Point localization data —
···

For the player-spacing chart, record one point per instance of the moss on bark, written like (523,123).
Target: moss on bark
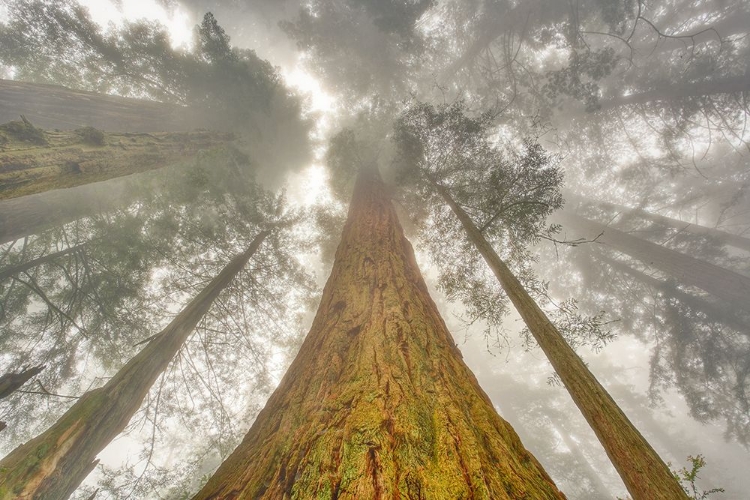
(378,403)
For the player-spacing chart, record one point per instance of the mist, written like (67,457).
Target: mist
(202,210)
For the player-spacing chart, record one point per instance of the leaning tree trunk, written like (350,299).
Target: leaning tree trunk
(724,284)
(378,403)
(53,464)
(10,382)
(723,237)
(10,271)
(63,159)
(644,473)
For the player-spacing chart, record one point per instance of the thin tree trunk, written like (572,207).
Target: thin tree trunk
(71,159)
(722,283)
(644,473)
(729,85)
(10,382)
(714,311)
(25,266)
(725,238)
(53,464)
(378,403)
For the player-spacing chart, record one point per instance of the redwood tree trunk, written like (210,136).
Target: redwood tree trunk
(10,271)
(726,285)
(53,464)
(644,473)
(35,213)
(378,403)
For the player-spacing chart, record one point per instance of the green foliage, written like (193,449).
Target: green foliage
(23,130)
(688,478)
(90,135)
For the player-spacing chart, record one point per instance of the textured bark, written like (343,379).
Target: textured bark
(53,464)
(8,272)
(725,238)
(378,403)
(69,159)
(53,106)
(644,473)
(731,85)
(10,382)
(722,283)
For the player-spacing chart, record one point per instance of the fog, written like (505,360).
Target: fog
(175,177)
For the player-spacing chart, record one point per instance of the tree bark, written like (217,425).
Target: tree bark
(25,266)
(71,159)
(644,473)
(722,283)
(730,85)
(53,464)
(725,238)
(378,403)
(717,312)
(10,382)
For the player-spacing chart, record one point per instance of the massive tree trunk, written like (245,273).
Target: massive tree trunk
(69,159)
(644,473)
(53,464)
(378,403)
(721,236)
(53,106)
(726,285)
(731,85)
(10,382)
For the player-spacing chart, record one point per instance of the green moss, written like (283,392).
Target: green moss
(92,136)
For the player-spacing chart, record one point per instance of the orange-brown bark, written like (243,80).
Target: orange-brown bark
(378,403)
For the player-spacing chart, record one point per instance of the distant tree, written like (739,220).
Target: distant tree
(378,402)
(10,382)
(449,158)
(52,465)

···

WORK TASK —
Pictures stay out; reproduce every line of the records exactly.

ANSWER BELOW —
For the player-spacing chart, record one point per instance of the moss on bark, written like (523,123).
Target: moss on bark
(378,403)
For the player-spacing chart, record one point per instance of the mist, written like (67,457).
Target: mist
(202,210)
For the player-spacing chart, record one point per instance of the leaning tree trunk, written like (350,299).
Target: leaning tree trunk
(724,284)
(378,403)
(53,464)
(10,382)
(723,237)
(10,271)
(63,159)
(644,473)
For the player-spacing chart, record one point per instance of the thin tree trunk, written like (572,207).
Target: thin tree trunk
(71,159)
(722,283)
(644,473)
(729,85)
(10,382)
(714,311)
(25,266)
(725,238)
(53,464)
(378,403)
For the player-spacing chart, record one point per instance of the redwood tree trunk, written like (210,136).
Target: redwood tree trunk
(10,271)
(726,285)
(53,464)
(644,473)
(35,213)
(378,403)
For the player-spacing chart, record one point per instance of the green foliage, written like (193,449).
Target: green foliage
(23,130)
(688,478)
(90,135)
For the player-spacing chart, record one point per instance of the textured bark, written like (343,379).
Target: textured bark
(53,464)
(8,272)
(725,238)
(378,403)
(69,159)
(53,106)
(644,473)
(731,85)
(10,382)
(722,283)
For the player-spacing chart, record one point per instance of the fog, written like (505,360).
Target: fog
(175,177)
For the player-spacing chart, record one point per instance of the tree bark, written like (217,425).
Target: tree bark
(25,266)
(71,159)
(644,473)
(722,283)
(730,85)
(53,464)
(725,238)
(378,403)
(717,312)
(10,382)
For the player-spacing chart, record one point per instance of the massive tree trunk, written like (245,273).
Target: massive tree trunk
(69,159)
(644,473)
(53,464)
(378,403)
(721,236)
(53,106)
(726,285)
(731,85)
(10,382)
For the player-spacing chart, record one point per instance of the green moss, written like (283,392).
Target: green moss
(92,136)
For the player-spacing chart, record one point per instance of the orange-brown bark, written like (243,80).
Target: orange-brown bark
(378,403)
For the player-spacing chart, record one point per instance of the distant tree, written like (739,220).
Target: distant tree
(378,402)
(10,382)
(449,158)
(52,465)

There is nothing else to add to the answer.